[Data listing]
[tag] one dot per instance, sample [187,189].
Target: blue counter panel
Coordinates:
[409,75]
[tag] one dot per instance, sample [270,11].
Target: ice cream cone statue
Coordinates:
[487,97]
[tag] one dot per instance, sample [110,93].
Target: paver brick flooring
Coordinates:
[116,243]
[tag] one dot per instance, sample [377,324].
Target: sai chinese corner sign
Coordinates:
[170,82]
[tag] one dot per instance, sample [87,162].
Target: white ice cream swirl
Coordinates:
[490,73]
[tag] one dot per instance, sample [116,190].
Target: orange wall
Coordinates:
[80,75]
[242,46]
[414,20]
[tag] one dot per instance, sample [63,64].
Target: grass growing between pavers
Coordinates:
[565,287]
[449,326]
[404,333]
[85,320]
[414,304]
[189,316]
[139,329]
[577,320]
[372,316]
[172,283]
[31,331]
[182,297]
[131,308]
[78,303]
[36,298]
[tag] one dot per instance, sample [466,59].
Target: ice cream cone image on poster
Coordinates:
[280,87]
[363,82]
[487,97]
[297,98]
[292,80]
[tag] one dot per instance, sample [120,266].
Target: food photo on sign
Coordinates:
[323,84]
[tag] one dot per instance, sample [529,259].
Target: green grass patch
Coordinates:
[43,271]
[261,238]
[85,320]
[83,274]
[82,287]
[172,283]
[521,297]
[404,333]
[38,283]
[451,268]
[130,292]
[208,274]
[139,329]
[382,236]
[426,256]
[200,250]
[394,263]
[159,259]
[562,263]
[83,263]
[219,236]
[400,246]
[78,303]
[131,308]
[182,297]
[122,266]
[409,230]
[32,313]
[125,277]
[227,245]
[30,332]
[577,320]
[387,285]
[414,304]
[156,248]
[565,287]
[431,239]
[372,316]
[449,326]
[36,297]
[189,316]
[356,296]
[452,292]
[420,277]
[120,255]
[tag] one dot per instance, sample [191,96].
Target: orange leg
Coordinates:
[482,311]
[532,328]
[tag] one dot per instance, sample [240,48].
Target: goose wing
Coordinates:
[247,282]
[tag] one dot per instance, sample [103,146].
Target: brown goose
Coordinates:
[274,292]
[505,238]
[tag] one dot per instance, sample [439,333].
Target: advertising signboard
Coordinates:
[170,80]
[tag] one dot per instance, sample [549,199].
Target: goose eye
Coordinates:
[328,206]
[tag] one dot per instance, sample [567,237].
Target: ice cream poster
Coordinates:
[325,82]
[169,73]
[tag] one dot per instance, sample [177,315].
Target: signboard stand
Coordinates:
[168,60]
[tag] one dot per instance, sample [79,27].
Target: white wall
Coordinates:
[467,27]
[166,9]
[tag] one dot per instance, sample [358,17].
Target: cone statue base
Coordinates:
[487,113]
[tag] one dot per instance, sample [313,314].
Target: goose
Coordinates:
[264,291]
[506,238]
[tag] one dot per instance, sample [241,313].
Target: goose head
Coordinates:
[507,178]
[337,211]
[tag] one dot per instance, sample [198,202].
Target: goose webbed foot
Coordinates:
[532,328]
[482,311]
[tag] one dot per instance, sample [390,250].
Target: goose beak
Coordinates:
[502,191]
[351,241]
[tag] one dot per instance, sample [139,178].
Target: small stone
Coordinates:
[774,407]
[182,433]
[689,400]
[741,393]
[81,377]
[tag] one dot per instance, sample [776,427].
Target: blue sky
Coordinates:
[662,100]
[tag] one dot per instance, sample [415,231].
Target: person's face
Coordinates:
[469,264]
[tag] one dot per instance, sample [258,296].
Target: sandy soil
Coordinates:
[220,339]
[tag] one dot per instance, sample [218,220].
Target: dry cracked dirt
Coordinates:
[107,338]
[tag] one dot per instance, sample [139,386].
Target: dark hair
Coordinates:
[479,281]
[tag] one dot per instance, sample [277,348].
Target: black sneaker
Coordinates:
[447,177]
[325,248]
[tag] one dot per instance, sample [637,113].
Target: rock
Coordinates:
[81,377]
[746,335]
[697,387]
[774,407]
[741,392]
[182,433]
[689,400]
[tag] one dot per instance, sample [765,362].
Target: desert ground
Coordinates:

Job: Write out the full set of records exactly as given.

Full response:
[tag] one dot per instance, sample [187,189].
Target: blue counter panel
Coordinates:
[409,75]
[tag] one dot per instance, sample [270,11].
Target: ice cream cone statue
Coordinates:
[487,97]
[tag] one dot per instance, sample [110,93].
Target: paver brick flooring
Coordinates:
[116,243]
[tag] one dot per instance, sample [377,324].
Target: sai chinese corner sign
Coordinates:
[170,82]
[tag] one dot per instance, sample [87,162].
Target: white ice cream swirl
Coordinates:
[490,73]
[tag] one dot per instance, sample [116,190].
Target: orange wall
Coordinates:
[80,75]
[242,46]
[414,20]
[tag] one dot per instance, sample [63,64].
Target: grass growing between pavers
Coordinates:
[565,287]
[449,326]
[404,333]
[85,320]
[414,304]
[189,316]
[139,329]
[577,320]
[372,316]
[172,283]
[31,331]
[182,297]
[131,308]
[78,303]
[36,298]
[tag] one dot per instance, sample [466,59].
Target: ice cream cone image on poster
Coordinates:
[280,87]
[363,82]
[487,97]
[297,98]
[292,80]
[tag] one dot per instance, sample [120,266].
Target: food photo on sign
Coordinates:
[323,84]
[tag] one dot per instance, sample [529,259].
Target: green grass patch
Coordinates:
[43,271]
[261,238]
[85,320]
[83,274]
[82,287]
[172,283]
[521,297]
[404,333]
[38,283]
[451,268]
[130,292]
[208,274]
[139,329]
[382,236]
[426,256]
[200,250]
[394,263]
[159,259]
[562,263]
[83,263]
[219,236]
[400,246]
[78,303]
[131,308]
[182,297]
[122,266]
[409,230]
[32,313]
[125,277]
[227,245]
[30,332]
[577,320]
[387,285]
[414,304]
[156,248]
[565,287]
[431,239]
[372,316]
[449,326]
[36,297]
[189,316]
[356,296]
[452,292]
[420,277]
[120,255]
[tag] one dot per instance, sample [191,96].
Target: orange leg
Coordinates:
[482,311]
[532,328]
[tag] one dot per instance, sample [240,48].
Target: goose wing
Coordinates:
[247,282]
[tag] one dot per instance, sample [103,146].
Target: brown goose
Coordinates:
[274,292]
[505,238]
[tag] one dot per instance, sample [439,333].
Target: advertising signboard
Coordinates:
[170,80]
[tag] one dot per instance, sample [549,199].
Target: goose eye
Coordinates:
[328,206]
[tag] one dot per instance, sample [567,237].
Target: ice cream poster
Coordinates:
[325,82]
[169,73]
[tag] one dot per instance, sample [177,315].
Target: signboard stand
Coordinates:
[168,60]
[tag] one dot per instance, sample [79,27].
Target: white wall
Coordinates:
[467,27]
[166,9]
[tag] one dot per instance, sample [358,17].
Target: cone statue base
Coordinates:
[487,113]
[tag] one dot per instance, sample [313,314].
Target: goose
Coordinates:
[264,291]
[506,238]
[tag] one dot per instance, sample [241,313].
Target: goose head
Coordinates:
[507,178]
[337,211]
[tag] one dot per instance, sample [198,202].
Target: goose webbed foot
Coordinates:
[532,328]
[482,311]
[tag] one dot per instance, sample [390,250].
Target: goose beak
Coordinates:
[502,191]
[351,241]
[tag] one dot per instance, sample [139,178].
Target: small stone
Coordinates:
[774,407]
[182,433]
[689,400]
[741,393]
[81,377]
[tag] one dot per instance, sample [776,427].
Target: blue sky
Coordinates:
[662,100]
[tag] one dot per instance, sample [415,231].
Target: person's face
Coordinates:
[469,264]
[tag] one dot per instance, sample [258,296].
Target: sandy soil
Coordinates:
[220,339]
[tag] one dot per instance, sample [218,220].
Target: dry cracked dirt
Coordinates:
[107,338]
[tag] one dot per instance, sample [139,386].
Target: dark hair
Coordinates:
[479,281]
[tag] one dot per instance, sample [277,348].
Target: black sneaker
Coordinates:
[447,177]
[325,248]
[tag] one dot per instance, sample [637,113].
Target: rock
Coordinates:
[81,377]
[746,335]
[697,387]
[774,407]
[741,392]
[182,433]
[689,400]
[tag] one dot per instance, sample [765,362].
Target: desert ground
Coordinates:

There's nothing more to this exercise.